**REQUIRED ACTION A**: In the extract on bruising in abused children, what did the authors record about each bruise?
**REQUIRED ACTION B**: List, in order, the steps a clinician would follow when using the bruising score, according to the extract on bruising in abused children.
**REQUIRED ACTION C**: Continue the extract on bruising in abused children from its last sentence.

[EXTRACT]

We chose to record the maximum dimension of bruises, together with their site and shape. We believed that measuring the area of a bruise would prove practically difficult and might involve considerable error. Our method proved easy to use and produced results which give an important description of the extent of bruising in abused children.
The extent of bruising appears to be a good discriminator between children who were abused and those who were not. Bruising in a region such as the head and neck is a better discriminator than that on the limbs, as it is seldom present in non-abused children; we noted a greater extent of bruising to the left ear and left side of the face, possibly reflecting that the majority of adults are right handed. It appears to be most effective, however, to combine the results from different regions. Because of the lack of independence of different regions, this is more easily effected by a scoring system than by developing multivariate probability models for the joint distributions in abused and non-abused children.
We have shown that such a score can be developed by logistic regression analysis, using the lengths of bruising in the various regions and that it can help to differentiate between abused and non-abused children. A clinician would, before performing a clinical examination, estimate the prior probability of abuse in the clinical situation where the child is examined. A bruising score would be calculated and then a table, such as table 3, would be consulted to estimate the posterior odds of abuse. As this table shows, the prior probability can have a considerable impact on the posterior odds and its specification is obviously important; Healy,9 and Spiegelhalter and colleagues10 are among many authors who have discussed this. Here it would be based on past experience of children referred by different routes and of the case history. The values in this table were chosen to represent the range, which might be plausible in a variety of clinical situations, and were not meant to be definitive in any sense, but they illustrate interesting points. For example, from table 4 we can see that it is unlikely that a child with a score of 20 had been abused, whatever the prior probability, while unless the prior probability is very low a score of 100 is highly likely to indicate abuse.

[/EXTRACT]
[PROVIDED RECORDS]

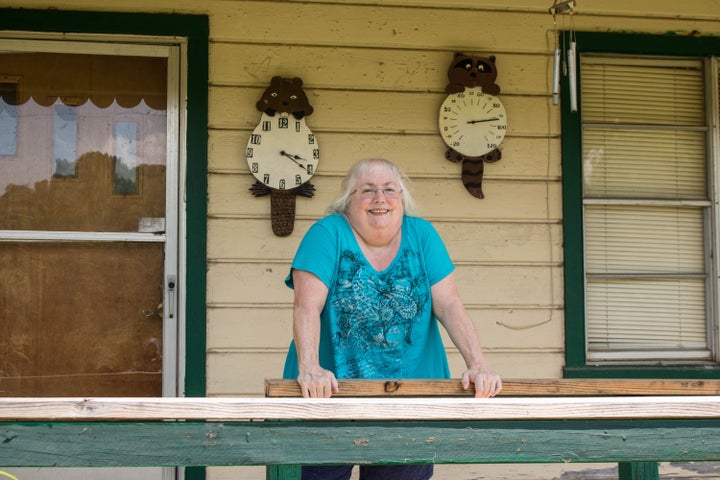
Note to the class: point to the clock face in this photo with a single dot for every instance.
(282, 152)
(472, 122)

[/PROVIDED RECORDS]
[PROVIDED RECORDS]

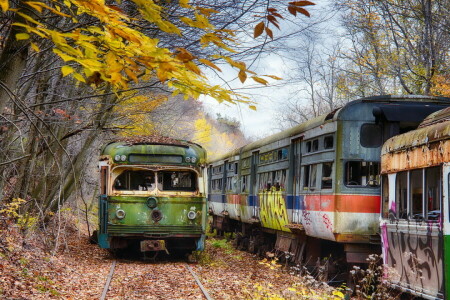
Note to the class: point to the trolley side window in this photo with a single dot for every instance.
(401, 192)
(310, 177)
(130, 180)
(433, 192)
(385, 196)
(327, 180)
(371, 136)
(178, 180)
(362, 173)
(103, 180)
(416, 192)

[/PROVIDED RECORDS]

**FINAL ANSWER A**: They recorded the maximum dimension of each bruise, together with its site and shape.

**FINAL ANSWER B**:
1. Before performing a clinical examination, estimate the prior probability of abuse in the clinical situation where the child is examined.
2. Calculate a bruising score.
3. Consult a table, such as table 3, to estimate the posterior odds of abuse.

**FINAL ANSWER C**:
We have tested the use of the score in distinguishing between abused and non-abused children using the study sample on which the scoring system was derived. This procedure has some bias and will tend to give over optimistic results. We are gathering more data on appropriate children and will test it on those once available. This should give a more realistic measure of its effectiveness in practice and also give information about the robustness of the scoring system.
Use of such a scoring system must clearly be cautious. In particular, in calculating the posterior probability of abuse, the value taken for the prior probability is very important and it is essential that due thought be given to this. We do not see this score as replacing the complex qualitative analysis of the diagnosis of abuse that clearly includes history as well as examination, but feel it will be a useful aid to the clinician. However, we do see it as the beginning of the development of an important aid in this process. Indeed, it could be added to such a qualitative analysis.
We thank the Wellcome Trust for the initial funding of this project. We also thank the NSPCC for supporting our work on the preparation of this paper.